_YOUR ASSIGNMENT_
The whole listing below needs to be retyped without a single change.

_ENTRIES PROVIDED_
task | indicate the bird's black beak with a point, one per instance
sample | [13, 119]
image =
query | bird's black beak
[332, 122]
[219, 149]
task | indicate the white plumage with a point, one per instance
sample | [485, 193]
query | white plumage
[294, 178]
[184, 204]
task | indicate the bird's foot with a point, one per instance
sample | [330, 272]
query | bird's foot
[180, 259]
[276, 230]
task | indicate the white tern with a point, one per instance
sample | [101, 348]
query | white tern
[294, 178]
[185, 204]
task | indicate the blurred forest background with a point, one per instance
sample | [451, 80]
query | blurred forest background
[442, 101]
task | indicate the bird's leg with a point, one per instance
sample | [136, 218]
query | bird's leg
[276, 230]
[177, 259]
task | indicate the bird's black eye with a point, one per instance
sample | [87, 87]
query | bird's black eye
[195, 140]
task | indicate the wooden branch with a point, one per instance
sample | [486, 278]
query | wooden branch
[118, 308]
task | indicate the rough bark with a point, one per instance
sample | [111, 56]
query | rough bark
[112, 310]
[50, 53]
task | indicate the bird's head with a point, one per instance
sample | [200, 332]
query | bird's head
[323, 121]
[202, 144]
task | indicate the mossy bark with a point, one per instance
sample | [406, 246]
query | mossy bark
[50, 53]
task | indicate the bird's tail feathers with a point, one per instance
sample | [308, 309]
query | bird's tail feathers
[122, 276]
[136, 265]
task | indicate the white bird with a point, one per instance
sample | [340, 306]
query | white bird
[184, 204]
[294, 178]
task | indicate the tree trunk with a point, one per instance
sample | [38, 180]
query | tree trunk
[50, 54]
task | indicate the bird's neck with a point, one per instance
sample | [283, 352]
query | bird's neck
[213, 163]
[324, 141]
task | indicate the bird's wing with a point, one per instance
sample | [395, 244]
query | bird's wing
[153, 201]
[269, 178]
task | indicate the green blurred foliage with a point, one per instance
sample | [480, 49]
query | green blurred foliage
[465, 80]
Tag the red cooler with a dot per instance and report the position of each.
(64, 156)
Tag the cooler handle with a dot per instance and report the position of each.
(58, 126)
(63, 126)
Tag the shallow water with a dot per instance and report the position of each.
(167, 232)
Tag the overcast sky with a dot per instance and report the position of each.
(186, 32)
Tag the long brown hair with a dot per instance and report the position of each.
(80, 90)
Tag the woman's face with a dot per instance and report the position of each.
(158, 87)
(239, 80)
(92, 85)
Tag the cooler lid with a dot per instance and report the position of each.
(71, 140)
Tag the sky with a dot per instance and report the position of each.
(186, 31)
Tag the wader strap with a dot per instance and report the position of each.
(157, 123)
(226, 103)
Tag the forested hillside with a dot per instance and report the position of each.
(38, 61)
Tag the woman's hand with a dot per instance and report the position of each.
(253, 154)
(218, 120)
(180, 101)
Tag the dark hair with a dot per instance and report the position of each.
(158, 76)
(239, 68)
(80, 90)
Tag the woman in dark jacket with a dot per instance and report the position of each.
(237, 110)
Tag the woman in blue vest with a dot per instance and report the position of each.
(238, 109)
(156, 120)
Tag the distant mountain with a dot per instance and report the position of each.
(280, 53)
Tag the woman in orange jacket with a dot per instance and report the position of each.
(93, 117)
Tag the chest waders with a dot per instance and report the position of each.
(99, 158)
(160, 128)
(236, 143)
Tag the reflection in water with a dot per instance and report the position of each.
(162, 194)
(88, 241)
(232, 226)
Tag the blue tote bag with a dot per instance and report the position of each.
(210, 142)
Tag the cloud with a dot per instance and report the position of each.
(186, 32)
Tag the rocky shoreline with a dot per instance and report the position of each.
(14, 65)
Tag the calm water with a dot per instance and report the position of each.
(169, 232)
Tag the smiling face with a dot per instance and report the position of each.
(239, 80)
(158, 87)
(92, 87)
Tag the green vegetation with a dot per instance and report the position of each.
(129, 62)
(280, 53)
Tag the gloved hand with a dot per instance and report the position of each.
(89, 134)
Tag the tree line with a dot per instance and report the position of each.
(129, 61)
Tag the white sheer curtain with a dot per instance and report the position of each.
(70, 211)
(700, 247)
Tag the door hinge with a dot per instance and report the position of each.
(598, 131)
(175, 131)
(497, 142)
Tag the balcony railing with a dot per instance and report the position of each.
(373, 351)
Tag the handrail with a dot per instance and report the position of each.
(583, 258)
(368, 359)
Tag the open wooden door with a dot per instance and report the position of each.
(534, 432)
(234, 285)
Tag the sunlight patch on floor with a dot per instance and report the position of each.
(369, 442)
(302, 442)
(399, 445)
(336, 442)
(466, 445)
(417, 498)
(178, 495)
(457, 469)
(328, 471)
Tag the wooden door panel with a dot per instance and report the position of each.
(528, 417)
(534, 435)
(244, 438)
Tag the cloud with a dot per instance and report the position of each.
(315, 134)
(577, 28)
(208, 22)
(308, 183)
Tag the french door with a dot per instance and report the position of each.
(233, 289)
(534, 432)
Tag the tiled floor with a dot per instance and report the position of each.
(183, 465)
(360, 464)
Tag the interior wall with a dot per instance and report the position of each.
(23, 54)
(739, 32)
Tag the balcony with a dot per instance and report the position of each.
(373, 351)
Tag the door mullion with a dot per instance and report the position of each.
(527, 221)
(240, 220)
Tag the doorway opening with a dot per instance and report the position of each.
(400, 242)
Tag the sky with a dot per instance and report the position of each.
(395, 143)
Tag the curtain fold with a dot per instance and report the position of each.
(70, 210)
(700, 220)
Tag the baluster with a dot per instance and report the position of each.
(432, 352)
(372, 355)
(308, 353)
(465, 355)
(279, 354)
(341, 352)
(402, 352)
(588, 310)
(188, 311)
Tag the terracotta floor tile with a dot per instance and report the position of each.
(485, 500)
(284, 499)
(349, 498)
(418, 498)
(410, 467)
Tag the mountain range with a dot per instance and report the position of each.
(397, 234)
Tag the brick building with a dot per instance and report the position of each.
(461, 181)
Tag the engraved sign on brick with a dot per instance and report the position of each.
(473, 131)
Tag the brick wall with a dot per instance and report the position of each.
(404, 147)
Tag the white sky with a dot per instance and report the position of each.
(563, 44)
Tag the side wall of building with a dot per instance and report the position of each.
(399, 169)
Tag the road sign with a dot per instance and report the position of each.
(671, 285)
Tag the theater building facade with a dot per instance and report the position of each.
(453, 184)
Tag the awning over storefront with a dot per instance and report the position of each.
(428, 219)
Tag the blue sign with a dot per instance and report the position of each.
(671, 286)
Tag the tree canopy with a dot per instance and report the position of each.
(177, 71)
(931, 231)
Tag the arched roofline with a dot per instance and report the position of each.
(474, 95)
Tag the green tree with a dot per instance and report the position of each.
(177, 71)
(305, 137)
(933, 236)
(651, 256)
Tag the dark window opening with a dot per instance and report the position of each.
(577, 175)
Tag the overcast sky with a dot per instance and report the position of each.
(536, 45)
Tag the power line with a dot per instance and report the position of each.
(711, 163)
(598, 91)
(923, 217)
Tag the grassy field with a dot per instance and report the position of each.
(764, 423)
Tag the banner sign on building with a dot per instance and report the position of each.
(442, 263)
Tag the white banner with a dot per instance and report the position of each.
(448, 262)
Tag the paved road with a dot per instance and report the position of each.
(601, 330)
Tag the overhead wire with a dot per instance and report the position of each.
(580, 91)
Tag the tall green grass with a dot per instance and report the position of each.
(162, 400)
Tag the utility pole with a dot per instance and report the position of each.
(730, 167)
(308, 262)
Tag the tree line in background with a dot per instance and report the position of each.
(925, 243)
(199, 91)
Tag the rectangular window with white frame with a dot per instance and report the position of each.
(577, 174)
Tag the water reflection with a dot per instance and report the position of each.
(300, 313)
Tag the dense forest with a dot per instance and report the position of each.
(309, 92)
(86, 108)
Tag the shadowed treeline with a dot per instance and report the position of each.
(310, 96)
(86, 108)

_RESULT OF THIS EXERCISE_
task | indicate the bird's black beak with a point, one per instance
sample | [13, 119]
image =
query | bird's black beak
[332, 122]
[219, 149]
task | indicate the white plumage with a point, one per instance
sample | [485, 193]
query | white plumage
[294, 178]
[184, 204]
task | indicate the bird's foot with a point, one per instance
sample | [330, 272]
query | bird's foot
[180, 259]
[276, 230]
task | indicate the white tern with a point, one per instance
sample | [101, 348]
query | white tern
[294, 178]
[185, 204]
task | indicate the blurred forest background with a point, one per instance
sample | [451, 80]
query | blurred forest background
[442, 101]
task | indicate the bird's leg with a point, one per instance
sample | [136, 218]
query | bird's leg
[276, 230]
[177, 259]
task | indicate the bird's black eye with a point, one per instance
sample | [87, 87]
query | bird's black eye
[195, 140]
task | indicate the wooden branch with a point, one per instance
sample | [486, 278]
query | wooden branch
[118, 308]
task | indicate the rough bark with a point, one per instance
sample | [111, 56]
query | rough bark
[112, 310]
[50, 53]
task | indicate the bird's head with a point, one per instance
sample | [200, 332]
query | bird's head
[323, 121]
[202, 144]
task | indicate the mossy bark with a point, one per instance
sample | [406, 246]
query | mossy bark
[50, 53]
task | indicate the bird's tail feathers with a point, one per instance
sample | [308, 309]
query | bird's tail feathers
[122, 276]
[136, 265]
task | indicate the white bird with a point, one per instance
sample | [340, 306]
query | white bird
[184, 204]
[294, 178]
task | indicate the tree trunk with a point, one per instance
sample | [38, 180]
query | tree trunk
[50, 54]
task | indicate the bird's neck with a point, one per instance
sample | [283, 352]
query | bird's neck
[213, 163]
[324, 141]
task | indicate the bird's wing with a point, one per instance
sample | [395, 244]
query | bird's wing
[153, 201]
[269, 178]
task | indicate the green blurred foliage with a point, one per instance
sample | [480, 49]
query | green blurred foliage
[465, 80]
Tag the red cooler with a dot per instance and report the position of each.
(64, 156)
Tag the cooler handle with a dot per instance and report the position of each.
(58, 126)
(63, 126)
Tag the shallow water with a dot per instance and report the position of each.
(167, 232)
Tag the overcast sky with a dot per instance and report the position of each.
(186, 32)
Tag the long brown hair with a dot per instance and report the position of each.
(80, 90)
Tag the woman's face with a dot per instance and report the position of each.
(158, 87)
(239, 80)
(92, 85)
Tag the cooler lid with a dot per instance and report the position of each.
(71, 140)
Tag the sky with a dot per instance and report the position of each.
(186, 31)
Tag the wader strap with a dot per instance and report the position of each.
(157, 123)
(226, 103)
Tag the forested hillside with a dot per instance and report the position of each.
(38, 61)
Tag the woman's hand with a dot per instance and report the position of each.
(253, 154)
(218, 120)
(180, 101)
Tag the dark hair with a dot per instance and report the position of each.
(158, 76)
(239, 68)
(80, 90)
Tag the woman in dark jacket with a dot per instance and report the position of each.
(237, 110)
Tag the woman in blue vest with a dot per instance and report the position of each.
(238, 109)
(156, 120)
Tag the distant mountain with a dot per instance and report the position of each.
(280, 53)
Tag the woman in orange jacket with a dot per instance and report the position of each.
(93, 117)
Tag the chest waders with a dot per instance and report the position of each.
(99, 158)
(160, 128)
(236, 143)
Tag the reflection in water with a dot per instance and report the position of each.
(162, 194)
(88, 241)
(232, 226)
Tag the blue tote bag with a dot per instance and report the position of each.
(210, 142)
Tag the cloud with a dot per instance and report the position of each.
(186, 32)
Tag the rocky shoreline with a dot per instance and report the position of each.
(14, 65)
Tag the calm water with a dot per instance and report the position of each.
(169, 232)
Tag the smiling face with a dot per instance and report the position of each.
(239, 80)
(158, 87)
(92, 87)
Tag the green vegetation with a dot per instance and report the position of each.
(129, 62)
(280, 53)
Tag the gloved hand with a dot per instance and report the position of each.
(89, 134)
Tag the tree line with a dot per instance and report the position of each.
(129, 61)
Tag the white sheer curtain with a dot per instance and report the position of each.
(70, 211)
(700, 247)
Tag the door hinge with a dot per instance and report the position of each.
(598, 131)
(175, 131)
(497, 142)
Tag the balcony railing with a dot per instance and report the position of each.
(373, 351)
Tag the handrail with a dot per instance and report the position of each.
(583, 258)
(368, 359)
Tag the open wooden door with a dot per instance and report the position of each.
(534, 432)
(234, 285)
Tag the sunlight patch on floor with a dot per instance and report the position of each.
(369, 442)
(302, 442)
(399, 445)
(336, 442)
(466, 445)
(417, 498)
(178, 495)
(457, 469)
(328, 471)
Tag the wooden door panel with a dot per instance and report the position of each.
(528, 417)
(534, 435)
(244, 438)
Tag the cloud with a dot per instance and report the position of each.
(315, 134)
(577, 28)
(208, 22)
(308, 183)
Tag the french door with a dot per instance and report the position of each.
(233, 289)
(534, 432)
Tag the tiled floor with a dot per instance and report the position of each.
(183, 465)
(360, 464)
Tag the interior wall with a dot per instance and report the position of each.
(23, 54)
(739, 32)
Tag the balcony with a dot per instance and report the position of each.
(373, 351)
Tag the door mullion with a dot per instance and report the position of each.
(527, 221)
(240, 220)
Tag the doorway opening with a dot per instance and report the position of each.
(400, 242)
Tag the sky with a dot per instance and report the position of each.
(395, 143)
Tag the curtain fold with a dot per instance and report the position of each.
(70, 210)
(700, 220)
Tag the baluster with a dot per instance and report the position of each.
(432, 352)
(372, 355)
(308, 353)
(465, 355)
(279, 354)
(341, 352)
(402, 352)
(588, 310)
(188, 311)
Tag the terracotta floor tile with a dot per instance and report the position of each.
(485, 500)
(284, 499)
(349, 498)
(418, 498)
(410, 467)
Tag the mountain range with a dot per instance and report the position of each.
(397, 234)
Tag the brick building with a dot per instance and report the position of each.
(461, 181)
Tag the engraved sign on brick with a dot per instance and report the position of each.
(473, 131)
Tag the brick wall with a dot per instance and report the position of each.
(404, 147)
Tag the white sky with a dot per instance and report the position of each.
(563, 44)
Tag the side wall of building with a dot per instance and report the position of each.
(399, 169)
Tag the road sign with a dot per instance and report the position of each.
(671, 285)
Tag the theater building facade with a dot per instance and report the position of each.
(453, 184)
Tag the awning over storefront with a dot per instance and report the position of each.
(428, 219)
Tag the blue sign with a dot per instance and report the position of each.
(671, 286)
Tag the tree canopy with a dot per instance and report the position of each.
(177, 71)
(931, 231)
Tag the arched roofline with a dot per instance and report the position of each.
(474, 95)
Tag the green tree with a dot per instance and report the position of each.
(177, 71)
(305, 137)
(933, 236)
(651, 256)
Tag the dark window opening with a dot per instance and report the position of each.
(577, 175)
Tag the overcast sky with a dot per instance and report the position of each.
(536, 45)
Tag the power line with a dot per instance and report the position of each.
(711, 163)
(598, 91)
(923, 217)
Tag the grassy field with a dot per instance and report the position of each.
(764, 423)
Tag the banner sign on building with a dot per instance and report the position of each.
(442, 263)
Tag the white banner with a dot per instance and report the position of each.
(448, 262)
Tag the paved road with a dot per instance and report the position of each.
(601, 330)
Tag the overhead wire with a dot per instance and report the position of each.
(580, 91)
Tag the tall green grass with a dot per instance and report the position of each.
(162, 400)
Tag the utility pole with a dot per instance and report the position of each.
(730, 167)
(308, 262)
Tag the tree line in background with a dot per instance and report the position of each.
(925, 243)
(199, 91)
Tag the rectangular window with white frame with a dot per instance and report the position of each.
(577, 174)
Tag the water reflection with a dot per instance and report the position of each.
(300, 313)
Tag the dense forest with a dot per instance and report the position of each.
(309, 92)
(86, 108)
Tag the shadowed treeline with a dot per instance and report the position of each.
(310, 96)
(86, 108)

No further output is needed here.